## [Source passage]
Make some requests to your MCP server again and watch the dashboard update in real-time.

You can also explore other metrics in Grafana by creating custom panels and queries. See the Observability guide for examples.

Step 5: Cleanup

When you're finished exploring, clean up your resources.

Stop MCP servers

# Stop and remove the MCP server
thv rm fetch

# Clear telemetry configuration (optional)
thv config otel unset-endpoint
thv config otel unset-metrics-enabled
thv config otel unset-tracing-enabled
thv config otel unset-sampling-rate
thv config otel unset-insecure

Stop observability stack

# Stop all containers
docker compose -f observability-stack.yml down

# Remove all data (optional)
docker compose -f observability-stack.yml down -v

# Clean up provisioning directories (optional)
rm -rf grafana/

What's next?

Congratulations! You've successfully set up comprehensive observability for ToolHive MCP workloads using Jaeger and Prometheus.

To learn more about ToolHive's telemetry capabilities and best practices, see the Observability concepts guide.

## [Complete the following]
[A] Reproduce the ToolHive tutorial excerpt word for word, everything from "docker compose -f observability-stack.yml down -v" down to "Jaeger and Prometheus.".
[B] In the ToolHive tutorial excerpt, which command stops and removes the MCP server?
[C] List every "thv config otel" command that the ToolHive tutorial excerpt gives for clearing the telemetry configuration.

Segmentation data:
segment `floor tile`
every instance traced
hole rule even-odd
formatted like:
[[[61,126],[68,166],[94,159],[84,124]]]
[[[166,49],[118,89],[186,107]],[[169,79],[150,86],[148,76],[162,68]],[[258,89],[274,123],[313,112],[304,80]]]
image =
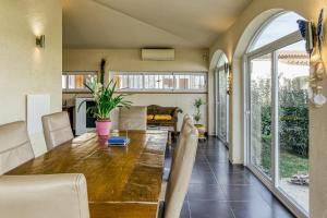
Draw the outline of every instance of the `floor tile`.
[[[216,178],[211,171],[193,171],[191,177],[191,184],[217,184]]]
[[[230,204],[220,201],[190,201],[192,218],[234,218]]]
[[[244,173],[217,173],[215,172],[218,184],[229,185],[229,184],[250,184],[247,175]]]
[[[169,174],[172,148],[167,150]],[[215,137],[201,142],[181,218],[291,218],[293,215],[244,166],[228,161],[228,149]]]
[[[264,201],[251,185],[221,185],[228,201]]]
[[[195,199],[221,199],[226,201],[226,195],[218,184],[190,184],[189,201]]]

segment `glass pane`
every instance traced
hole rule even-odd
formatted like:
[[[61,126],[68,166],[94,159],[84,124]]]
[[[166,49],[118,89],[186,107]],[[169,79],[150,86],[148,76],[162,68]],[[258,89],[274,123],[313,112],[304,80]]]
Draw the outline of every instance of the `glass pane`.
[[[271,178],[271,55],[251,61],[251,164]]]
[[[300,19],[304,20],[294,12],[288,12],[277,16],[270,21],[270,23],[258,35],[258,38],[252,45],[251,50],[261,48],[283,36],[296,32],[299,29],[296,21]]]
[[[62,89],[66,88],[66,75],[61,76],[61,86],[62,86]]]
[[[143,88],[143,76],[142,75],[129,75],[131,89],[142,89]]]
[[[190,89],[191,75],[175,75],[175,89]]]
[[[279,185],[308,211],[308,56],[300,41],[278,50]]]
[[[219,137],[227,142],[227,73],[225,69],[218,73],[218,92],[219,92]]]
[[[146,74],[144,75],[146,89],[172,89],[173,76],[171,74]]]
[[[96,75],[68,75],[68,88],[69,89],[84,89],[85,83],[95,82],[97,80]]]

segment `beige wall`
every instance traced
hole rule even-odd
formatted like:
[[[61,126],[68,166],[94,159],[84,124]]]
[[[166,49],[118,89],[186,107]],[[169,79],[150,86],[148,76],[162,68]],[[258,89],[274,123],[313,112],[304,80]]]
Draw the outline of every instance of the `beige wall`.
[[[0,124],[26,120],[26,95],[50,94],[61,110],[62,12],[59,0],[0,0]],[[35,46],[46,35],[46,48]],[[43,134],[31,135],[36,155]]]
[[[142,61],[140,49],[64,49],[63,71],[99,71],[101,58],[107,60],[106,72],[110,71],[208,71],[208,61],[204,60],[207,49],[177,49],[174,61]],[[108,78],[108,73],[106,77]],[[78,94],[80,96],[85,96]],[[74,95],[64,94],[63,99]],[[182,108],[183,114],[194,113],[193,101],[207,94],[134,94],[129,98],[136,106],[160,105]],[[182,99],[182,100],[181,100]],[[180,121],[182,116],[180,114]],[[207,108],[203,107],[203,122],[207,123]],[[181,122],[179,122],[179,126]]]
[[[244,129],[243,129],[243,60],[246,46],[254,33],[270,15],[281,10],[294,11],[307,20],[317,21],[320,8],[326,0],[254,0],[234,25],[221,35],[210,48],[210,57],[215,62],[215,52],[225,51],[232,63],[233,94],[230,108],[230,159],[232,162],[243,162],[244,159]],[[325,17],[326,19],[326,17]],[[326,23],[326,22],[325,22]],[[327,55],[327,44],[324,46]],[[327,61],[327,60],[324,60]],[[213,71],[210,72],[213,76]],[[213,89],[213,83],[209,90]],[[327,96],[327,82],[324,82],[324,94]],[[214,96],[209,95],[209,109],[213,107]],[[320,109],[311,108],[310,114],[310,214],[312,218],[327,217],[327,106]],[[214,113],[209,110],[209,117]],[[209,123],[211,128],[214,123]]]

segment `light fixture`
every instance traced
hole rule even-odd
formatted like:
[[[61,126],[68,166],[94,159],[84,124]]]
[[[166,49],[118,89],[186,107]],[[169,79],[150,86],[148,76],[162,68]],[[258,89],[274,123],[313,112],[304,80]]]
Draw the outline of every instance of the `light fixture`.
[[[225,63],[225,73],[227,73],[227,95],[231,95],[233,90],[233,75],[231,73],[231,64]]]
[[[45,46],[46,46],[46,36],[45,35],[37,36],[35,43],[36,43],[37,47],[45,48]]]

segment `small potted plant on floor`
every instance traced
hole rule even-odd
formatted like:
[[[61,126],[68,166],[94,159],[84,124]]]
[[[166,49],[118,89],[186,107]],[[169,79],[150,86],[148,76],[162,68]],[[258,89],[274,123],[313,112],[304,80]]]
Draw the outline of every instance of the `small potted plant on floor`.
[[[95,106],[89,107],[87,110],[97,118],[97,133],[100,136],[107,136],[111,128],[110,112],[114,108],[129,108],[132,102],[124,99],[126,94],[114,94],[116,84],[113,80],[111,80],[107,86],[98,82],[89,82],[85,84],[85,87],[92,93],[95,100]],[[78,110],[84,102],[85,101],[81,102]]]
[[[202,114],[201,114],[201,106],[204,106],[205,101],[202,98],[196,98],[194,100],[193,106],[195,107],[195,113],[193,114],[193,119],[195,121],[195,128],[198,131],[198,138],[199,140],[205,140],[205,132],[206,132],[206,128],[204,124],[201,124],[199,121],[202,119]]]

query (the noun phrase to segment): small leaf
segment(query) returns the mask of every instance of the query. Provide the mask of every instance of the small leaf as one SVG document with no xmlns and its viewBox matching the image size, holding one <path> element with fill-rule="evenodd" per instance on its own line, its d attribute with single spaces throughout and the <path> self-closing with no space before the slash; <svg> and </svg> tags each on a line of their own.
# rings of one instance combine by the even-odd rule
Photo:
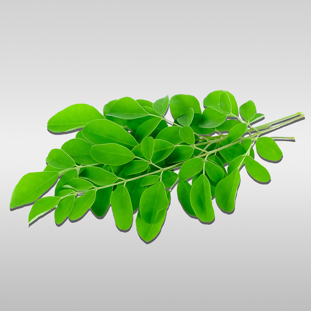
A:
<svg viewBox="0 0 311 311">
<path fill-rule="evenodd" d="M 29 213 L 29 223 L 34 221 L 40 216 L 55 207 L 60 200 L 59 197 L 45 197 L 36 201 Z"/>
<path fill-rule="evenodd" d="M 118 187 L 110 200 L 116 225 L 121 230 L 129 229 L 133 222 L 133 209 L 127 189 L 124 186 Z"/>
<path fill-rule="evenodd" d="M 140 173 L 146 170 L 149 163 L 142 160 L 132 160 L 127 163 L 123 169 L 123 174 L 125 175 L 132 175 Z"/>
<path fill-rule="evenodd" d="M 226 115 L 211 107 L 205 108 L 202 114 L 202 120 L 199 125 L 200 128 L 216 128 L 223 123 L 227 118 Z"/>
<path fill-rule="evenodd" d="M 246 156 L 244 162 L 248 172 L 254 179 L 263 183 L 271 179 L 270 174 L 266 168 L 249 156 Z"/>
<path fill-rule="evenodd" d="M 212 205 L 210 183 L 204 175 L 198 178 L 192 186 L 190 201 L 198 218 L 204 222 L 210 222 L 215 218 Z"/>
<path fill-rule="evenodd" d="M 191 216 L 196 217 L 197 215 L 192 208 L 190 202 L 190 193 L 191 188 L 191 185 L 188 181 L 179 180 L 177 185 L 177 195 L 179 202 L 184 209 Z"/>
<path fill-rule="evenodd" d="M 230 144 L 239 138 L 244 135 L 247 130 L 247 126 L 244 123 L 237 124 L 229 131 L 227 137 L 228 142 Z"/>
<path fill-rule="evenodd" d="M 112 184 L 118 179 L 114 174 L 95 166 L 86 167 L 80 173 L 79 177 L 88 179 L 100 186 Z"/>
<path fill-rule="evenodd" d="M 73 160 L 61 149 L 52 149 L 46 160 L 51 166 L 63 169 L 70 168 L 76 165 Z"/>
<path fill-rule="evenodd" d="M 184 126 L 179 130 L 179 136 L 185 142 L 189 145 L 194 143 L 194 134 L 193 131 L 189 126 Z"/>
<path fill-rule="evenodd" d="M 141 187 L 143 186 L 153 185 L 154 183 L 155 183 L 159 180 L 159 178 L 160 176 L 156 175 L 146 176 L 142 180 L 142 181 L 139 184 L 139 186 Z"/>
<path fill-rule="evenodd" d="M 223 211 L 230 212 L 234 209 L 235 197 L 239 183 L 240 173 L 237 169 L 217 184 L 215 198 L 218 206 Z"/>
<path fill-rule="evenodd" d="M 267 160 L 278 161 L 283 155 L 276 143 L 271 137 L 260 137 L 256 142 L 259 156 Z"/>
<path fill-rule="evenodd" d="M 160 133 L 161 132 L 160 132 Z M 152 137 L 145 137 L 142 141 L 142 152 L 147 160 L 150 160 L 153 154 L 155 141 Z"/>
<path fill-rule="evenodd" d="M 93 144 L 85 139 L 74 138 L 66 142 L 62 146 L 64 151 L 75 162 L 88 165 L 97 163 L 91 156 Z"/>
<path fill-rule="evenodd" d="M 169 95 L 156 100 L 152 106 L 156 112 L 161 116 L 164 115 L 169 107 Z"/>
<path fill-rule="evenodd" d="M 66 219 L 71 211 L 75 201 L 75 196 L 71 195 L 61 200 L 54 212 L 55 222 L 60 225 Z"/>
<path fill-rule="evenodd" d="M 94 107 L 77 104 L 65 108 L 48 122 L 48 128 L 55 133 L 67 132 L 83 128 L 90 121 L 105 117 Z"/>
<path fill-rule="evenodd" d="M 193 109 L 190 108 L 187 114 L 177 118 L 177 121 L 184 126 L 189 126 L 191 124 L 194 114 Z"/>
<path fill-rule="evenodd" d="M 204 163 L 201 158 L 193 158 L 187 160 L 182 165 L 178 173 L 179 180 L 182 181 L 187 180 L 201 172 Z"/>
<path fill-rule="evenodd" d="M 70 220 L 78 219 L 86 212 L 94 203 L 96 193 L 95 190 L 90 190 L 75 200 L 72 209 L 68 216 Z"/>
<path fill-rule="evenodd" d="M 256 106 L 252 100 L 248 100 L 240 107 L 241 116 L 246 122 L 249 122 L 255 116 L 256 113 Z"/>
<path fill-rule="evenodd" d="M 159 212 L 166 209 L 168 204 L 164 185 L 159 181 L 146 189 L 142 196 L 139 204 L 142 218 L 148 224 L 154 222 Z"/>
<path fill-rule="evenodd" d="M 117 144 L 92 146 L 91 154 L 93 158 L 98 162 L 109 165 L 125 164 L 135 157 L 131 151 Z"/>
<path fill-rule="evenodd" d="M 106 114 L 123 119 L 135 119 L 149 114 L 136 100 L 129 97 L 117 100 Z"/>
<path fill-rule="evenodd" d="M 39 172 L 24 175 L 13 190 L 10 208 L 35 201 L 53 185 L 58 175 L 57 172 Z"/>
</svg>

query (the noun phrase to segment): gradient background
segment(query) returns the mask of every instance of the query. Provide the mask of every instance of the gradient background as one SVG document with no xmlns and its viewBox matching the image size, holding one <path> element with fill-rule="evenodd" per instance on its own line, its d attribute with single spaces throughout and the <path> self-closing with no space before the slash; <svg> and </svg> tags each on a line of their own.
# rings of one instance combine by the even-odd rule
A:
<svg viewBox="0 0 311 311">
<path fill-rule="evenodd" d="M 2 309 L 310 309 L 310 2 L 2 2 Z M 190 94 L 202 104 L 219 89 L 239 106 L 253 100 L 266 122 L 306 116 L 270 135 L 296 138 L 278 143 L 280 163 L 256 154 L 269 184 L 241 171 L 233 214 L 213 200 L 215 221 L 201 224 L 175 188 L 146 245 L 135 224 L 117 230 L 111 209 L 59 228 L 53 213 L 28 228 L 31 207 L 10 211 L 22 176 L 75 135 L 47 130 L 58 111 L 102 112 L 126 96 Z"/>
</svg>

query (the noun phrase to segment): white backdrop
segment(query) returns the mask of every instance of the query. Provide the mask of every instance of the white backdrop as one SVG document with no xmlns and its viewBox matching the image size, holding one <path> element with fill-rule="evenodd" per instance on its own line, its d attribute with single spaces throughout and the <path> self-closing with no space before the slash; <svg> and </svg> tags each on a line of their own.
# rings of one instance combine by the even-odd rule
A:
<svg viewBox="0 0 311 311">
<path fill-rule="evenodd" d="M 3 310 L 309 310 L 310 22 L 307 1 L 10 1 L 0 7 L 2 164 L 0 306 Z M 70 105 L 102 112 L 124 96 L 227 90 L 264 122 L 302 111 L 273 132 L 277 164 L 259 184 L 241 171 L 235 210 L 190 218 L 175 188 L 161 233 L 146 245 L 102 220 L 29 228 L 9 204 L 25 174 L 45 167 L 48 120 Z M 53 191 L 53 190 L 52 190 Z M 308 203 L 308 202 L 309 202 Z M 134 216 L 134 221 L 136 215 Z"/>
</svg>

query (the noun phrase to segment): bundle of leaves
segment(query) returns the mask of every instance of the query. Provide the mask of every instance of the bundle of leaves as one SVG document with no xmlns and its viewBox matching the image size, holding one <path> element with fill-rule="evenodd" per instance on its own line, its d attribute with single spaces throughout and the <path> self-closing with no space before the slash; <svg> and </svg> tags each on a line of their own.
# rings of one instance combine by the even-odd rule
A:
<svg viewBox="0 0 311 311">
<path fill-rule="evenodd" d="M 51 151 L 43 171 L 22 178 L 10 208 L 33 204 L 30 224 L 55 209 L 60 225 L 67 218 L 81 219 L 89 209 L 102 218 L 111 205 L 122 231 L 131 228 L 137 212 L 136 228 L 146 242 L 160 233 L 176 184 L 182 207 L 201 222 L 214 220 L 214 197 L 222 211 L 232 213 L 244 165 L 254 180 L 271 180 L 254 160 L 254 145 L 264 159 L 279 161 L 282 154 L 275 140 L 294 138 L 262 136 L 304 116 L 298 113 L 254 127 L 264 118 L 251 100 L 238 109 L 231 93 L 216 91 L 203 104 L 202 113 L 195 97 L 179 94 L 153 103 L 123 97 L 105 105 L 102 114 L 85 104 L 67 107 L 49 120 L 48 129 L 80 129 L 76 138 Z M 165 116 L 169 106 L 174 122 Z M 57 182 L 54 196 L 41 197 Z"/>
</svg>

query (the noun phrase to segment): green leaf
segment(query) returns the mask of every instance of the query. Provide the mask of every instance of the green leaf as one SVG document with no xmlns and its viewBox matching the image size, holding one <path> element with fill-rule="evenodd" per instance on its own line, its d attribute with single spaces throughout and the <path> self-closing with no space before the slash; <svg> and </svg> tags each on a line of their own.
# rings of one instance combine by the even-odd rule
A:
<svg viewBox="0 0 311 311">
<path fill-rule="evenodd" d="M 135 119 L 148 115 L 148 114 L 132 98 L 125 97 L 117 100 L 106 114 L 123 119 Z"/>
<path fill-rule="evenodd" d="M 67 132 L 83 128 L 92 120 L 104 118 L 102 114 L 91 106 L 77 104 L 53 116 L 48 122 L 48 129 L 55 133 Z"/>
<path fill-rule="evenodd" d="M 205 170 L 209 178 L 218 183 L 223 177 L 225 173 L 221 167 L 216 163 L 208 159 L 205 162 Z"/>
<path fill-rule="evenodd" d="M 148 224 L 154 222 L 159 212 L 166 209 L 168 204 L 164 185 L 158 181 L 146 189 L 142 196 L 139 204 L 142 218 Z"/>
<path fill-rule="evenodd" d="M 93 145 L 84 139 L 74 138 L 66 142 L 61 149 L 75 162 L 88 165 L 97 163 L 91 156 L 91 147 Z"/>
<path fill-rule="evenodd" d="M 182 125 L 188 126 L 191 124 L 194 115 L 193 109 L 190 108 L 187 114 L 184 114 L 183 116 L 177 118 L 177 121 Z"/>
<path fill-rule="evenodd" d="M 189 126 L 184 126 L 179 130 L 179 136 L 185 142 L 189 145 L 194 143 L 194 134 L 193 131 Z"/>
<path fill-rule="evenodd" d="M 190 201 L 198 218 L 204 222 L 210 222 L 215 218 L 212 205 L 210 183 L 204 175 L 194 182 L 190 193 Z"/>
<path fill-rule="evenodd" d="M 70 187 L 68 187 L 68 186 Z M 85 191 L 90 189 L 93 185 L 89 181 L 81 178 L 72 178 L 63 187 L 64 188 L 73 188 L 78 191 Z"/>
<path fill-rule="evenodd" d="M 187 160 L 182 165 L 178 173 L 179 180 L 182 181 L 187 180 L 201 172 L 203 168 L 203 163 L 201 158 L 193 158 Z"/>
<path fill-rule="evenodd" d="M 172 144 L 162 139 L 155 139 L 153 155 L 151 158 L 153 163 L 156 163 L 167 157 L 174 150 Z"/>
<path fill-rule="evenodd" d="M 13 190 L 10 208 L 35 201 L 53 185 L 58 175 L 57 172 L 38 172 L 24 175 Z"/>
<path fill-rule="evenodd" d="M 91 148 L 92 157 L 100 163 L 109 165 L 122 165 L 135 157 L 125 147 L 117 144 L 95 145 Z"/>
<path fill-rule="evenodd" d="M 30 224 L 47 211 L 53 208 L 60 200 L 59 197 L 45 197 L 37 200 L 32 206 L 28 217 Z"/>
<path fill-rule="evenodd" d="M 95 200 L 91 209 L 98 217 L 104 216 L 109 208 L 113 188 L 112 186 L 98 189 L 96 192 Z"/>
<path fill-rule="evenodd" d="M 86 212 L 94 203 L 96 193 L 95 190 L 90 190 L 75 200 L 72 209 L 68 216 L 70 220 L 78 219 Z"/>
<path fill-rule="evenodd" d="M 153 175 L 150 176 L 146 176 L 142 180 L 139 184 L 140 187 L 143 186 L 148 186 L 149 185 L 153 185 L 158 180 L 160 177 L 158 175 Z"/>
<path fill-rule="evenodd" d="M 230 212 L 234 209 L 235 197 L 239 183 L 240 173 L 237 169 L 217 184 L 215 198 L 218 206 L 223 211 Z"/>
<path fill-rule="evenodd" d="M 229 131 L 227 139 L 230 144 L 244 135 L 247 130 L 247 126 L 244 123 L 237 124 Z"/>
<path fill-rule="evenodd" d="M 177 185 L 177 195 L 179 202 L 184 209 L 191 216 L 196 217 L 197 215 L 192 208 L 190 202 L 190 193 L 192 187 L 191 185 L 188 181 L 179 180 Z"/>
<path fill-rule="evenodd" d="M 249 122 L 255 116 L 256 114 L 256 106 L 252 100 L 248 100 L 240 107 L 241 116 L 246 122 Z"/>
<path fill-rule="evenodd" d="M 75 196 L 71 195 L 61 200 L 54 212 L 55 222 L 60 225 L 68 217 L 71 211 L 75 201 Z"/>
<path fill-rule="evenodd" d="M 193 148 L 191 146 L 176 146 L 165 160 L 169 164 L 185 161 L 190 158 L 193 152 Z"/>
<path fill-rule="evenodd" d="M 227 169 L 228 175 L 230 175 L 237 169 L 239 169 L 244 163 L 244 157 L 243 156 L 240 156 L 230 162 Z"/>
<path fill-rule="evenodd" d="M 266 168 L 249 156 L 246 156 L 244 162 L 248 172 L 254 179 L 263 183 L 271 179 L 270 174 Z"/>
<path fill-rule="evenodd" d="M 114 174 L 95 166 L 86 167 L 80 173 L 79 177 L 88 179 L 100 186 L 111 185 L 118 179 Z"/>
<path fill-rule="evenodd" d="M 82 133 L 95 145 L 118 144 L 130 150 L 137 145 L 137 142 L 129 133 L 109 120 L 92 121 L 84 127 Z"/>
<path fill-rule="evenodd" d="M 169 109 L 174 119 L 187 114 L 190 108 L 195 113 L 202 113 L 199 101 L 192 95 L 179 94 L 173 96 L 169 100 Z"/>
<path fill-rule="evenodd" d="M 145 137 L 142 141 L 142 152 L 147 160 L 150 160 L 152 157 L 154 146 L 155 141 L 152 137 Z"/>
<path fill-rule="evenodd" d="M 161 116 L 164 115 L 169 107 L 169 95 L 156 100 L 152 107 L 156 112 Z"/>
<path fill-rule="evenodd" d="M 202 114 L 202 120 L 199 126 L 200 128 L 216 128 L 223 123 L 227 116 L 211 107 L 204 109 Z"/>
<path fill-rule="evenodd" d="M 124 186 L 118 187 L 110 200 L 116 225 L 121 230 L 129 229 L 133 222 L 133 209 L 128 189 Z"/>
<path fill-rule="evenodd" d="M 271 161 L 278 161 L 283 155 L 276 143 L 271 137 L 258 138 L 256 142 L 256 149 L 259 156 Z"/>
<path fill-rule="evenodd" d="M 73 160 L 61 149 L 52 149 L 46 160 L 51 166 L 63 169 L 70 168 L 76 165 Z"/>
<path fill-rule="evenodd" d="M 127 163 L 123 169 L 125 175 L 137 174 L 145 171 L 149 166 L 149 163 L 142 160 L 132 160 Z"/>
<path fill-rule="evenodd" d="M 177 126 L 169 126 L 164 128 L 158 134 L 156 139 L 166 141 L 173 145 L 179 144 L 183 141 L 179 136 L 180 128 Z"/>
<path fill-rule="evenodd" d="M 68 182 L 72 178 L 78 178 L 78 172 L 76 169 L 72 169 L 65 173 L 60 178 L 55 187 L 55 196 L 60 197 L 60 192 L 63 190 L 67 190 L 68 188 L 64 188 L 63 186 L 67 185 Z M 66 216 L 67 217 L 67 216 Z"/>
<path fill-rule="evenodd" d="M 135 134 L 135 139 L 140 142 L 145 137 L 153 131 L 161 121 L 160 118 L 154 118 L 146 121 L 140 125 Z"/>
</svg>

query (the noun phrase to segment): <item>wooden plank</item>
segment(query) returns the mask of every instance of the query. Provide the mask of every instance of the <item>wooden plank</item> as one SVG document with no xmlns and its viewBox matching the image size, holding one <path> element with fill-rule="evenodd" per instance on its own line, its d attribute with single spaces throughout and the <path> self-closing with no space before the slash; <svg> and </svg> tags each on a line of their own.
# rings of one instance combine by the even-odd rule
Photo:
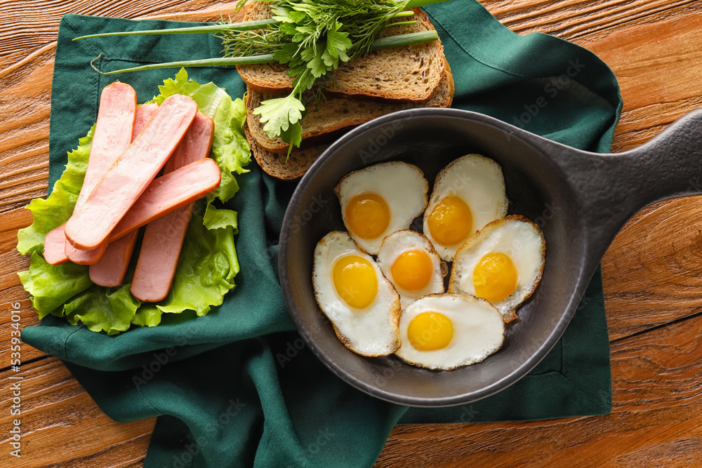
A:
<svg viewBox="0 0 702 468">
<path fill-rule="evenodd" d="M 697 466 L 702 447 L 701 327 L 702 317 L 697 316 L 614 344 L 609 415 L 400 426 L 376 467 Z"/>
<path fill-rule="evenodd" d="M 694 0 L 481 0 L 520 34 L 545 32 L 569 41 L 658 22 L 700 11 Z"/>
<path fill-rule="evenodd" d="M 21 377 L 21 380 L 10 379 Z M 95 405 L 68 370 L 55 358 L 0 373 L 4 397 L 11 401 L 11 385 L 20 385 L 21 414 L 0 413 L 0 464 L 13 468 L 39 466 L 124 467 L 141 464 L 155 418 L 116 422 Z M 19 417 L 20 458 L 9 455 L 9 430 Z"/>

## [Answers per task]
[A]
docker compose -f observability-stack.yml down -v

# Clean up provisioning directories (optional)
rm -rf grafana/

What's next?

Congratulations! You've successfully set up comprehensive observability for ToolHive MCP workloads using Jaeger and Prometheus.

[B] thv rm fetch

[C]
thv config otel unset-endpoint
thv config otel unset-metrics-enabled
thv config otel unset-tracing-enabled
thv config otel unset-sampling-rate
thv config otel unset-insecure